● WHAT THIS TASK INVOLVES
Rewrite the data from its first line through the line containing "column 304, row 80" as a numbered list, omitting blank lines.

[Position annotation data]
>> BEGIN
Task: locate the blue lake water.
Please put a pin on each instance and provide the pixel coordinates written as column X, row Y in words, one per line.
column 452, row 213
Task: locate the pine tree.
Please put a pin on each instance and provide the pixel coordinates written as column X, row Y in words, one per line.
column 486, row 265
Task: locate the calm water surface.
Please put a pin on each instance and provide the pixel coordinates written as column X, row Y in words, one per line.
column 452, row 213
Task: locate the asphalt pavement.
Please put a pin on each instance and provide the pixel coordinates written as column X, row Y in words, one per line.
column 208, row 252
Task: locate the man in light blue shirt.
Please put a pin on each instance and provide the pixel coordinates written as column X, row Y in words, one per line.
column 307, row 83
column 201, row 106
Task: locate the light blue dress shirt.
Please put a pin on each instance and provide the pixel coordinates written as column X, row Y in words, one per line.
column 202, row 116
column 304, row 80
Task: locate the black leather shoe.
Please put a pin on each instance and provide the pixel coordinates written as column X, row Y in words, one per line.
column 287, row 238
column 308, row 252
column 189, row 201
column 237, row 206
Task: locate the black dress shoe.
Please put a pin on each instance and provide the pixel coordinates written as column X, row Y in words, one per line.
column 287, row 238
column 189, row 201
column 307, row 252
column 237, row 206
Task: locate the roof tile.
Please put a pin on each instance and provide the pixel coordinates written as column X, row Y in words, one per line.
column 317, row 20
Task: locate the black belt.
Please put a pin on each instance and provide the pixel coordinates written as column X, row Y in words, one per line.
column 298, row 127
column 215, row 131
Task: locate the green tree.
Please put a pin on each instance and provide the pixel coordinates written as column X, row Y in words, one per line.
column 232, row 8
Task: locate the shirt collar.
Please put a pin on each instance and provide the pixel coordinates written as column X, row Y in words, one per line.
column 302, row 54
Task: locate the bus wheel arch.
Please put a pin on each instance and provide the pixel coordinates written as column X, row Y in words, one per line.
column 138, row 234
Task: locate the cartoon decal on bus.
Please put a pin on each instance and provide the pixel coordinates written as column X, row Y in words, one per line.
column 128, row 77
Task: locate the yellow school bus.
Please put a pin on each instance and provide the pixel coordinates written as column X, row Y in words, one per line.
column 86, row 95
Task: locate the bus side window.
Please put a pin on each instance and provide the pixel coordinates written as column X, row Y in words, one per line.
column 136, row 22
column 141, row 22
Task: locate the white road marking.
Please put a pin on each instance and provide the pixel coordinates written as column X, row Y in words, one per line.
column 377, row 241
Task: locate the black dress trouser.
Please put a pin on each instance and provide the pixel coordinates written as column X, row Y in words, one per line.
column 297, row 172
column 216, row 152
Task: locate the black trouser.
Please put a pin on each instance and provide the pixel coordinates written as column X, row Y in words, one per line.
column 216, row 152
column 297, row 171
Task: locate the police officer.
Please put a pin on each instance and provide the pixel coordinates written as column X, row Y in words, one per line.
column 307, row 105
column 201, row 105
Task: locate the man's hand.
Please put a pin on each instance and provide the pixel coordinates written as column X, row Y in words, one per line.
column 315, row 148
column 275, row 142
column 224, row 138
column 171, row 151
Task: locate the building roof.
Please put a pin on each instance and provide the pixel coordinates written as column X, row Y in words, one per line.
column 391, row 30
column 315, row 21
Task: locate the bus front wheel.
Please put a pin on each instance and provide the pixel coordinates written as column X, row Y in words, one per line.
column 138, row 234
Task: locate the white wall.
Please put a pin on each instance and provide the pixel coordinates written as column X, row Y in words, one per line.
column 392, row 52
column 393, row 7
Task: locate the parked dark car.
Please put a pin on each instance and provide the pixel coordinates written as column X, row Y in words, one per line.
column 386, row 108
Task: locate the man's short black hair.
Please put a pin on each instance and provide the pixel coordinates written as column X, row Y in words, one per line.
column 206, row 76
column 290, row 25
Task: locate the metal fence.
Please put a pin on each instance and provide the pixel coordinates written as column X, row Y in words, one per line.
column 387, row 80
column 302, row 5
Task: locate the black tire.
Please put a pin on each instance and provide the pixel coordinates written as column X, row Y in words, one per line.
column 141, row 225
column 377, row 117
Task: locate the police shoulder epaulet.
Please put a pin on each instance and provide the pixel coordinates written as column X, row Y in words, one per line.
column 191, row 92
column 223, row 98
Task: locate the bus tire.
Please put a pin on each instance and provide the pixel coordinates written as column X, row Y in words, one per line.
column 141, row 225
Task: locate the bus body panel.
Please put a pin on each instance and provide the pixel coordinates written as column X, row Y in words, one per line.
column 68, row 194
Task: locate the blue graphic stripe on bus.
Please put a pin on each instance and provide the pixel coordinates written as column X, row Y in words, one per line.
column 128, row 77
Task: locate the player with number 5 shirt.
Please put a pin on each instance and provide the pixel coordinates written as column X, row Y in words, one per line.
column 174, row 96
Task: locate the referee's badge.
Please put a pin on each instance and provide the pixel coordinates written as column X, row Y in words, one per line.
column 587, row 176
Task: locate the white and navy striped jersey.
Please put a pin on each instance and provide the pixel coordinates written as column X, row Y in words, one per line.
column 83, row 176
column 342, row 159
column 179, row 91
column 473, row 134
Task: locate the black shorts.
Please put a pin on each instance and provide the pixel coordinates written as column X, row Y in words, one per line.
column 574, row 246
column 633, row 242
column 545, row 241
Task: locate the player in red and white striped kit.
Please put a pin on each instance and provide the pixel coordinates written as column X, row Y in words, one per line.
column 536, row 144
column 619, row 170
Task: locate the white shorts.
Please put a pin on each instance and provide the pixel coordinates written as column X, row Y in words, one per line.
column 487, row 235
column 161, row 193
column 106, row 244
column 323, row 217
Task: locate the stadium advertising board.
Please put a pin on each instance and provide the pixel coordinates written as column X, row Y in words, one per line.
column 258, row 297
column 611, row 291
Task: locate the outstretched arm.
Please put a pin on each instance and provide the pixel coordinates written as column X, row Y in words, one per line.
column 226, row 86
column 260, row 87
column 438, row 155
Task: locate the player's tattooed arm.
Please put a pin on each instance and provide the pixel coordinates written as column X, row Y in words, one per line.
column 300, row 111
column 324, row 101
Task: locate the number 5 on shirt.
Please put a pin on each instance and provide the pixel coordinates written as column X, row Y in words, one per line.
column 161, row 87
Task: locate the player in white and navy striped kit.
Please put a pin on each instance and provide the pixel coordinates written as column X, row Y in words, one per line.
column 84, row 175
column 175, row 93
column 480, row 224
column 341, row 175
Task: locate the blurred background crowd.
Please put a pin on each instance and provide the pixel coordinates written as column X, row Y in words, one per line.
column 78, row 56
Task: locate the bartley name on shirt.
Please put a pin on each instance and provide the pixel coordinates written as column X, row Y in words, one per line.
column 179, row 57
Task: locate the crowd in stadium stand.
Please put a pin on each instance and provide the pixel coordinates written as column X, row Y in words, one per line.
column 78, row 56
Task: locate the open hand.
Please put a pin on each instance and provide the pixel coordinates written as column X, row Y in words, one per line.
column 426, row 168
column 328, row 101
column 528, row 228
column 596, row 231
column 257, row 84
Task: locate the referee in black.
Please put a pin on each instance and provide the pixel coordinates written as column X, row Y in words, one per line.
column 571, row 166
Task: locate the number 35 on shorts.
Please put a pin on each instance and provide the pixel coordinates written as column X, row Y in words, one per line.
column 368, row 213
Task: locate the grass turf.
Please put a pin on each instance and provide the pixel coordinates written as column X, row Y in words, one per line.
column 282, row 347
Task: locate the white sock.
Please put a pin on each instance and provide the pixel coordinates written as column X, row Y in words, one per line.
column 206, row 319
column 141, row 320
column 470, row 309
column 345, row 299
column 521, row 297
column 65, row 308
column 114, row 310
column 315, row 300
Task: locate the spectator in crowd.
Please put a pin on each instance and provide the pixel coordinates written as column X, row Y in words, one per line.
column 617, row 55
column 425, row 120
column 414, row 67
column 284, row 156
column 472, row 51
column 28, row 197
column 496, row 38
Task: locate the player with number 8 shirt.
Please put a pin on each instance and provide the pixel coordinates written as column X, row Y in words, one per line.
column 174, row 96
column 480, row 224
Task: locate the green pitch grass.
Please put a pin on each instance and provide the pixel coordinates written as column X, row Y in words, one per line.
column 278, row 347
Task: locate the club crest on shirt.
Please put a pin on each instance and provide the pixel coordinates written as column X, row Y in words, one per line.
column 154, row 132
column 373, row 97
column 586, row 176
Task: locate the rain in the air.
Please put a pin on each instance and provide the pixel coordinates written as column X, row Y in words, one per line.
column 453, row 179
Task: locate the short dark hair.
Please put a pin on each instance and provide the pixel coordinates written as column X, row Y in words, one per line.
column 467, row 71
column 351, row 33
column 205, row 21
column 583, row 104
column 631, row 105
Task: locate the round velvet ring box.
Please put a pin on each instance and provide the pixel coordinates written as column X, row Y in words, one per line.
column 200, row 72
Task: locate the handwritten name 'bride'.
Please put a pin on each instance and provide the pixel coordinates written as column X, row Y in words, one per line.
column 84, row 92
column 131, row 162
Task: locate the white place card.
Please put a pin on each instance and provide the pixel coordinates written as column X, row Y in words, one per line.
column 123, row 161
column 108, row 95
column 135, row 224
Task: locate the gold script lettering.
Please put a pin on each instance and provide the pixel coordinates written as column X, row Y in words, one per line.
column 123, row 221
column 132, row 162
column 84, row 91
>> END
● SOLUTION TO THIS EXERCISE
1. Task: locate the blue lake water.
2. Please put a pin on each instance and provide the pixel coordinates written as column X, row Y in words, one per line.
3. column 452, row 213
4. Task: locate the pine tree.
5. Please put a pin on each instance and provide the pixel coordinates written as column X, row Y in words, one per line.
6. column 486, row 265
7. Task: locate the calm water surface.
8. Please put a pin on each instance and provide the pixel coordinates written as column X, row Y in words, one per line.
9. column 452, row 213
10. Task: locate the asphalt pavement.
11. Please put a pin on each instance and provide the pixel coordinates written as column X, row Y in words, one per line.
12. column 208, row 252
13. Task: locate the man in light blue shirt.
14. Please put a pin on each instance and provide the pixel coordinates written as column X, row Y in words, one per line.
15. column 307, row 83
16. column 201, row 106
17. Task: locate the light blue dress shirt.
18. Please put a pin on each instance and provide the pixel coordinates written as column X, row Y in words, one per line.
19. column 202, row 116
20. column 304, row 80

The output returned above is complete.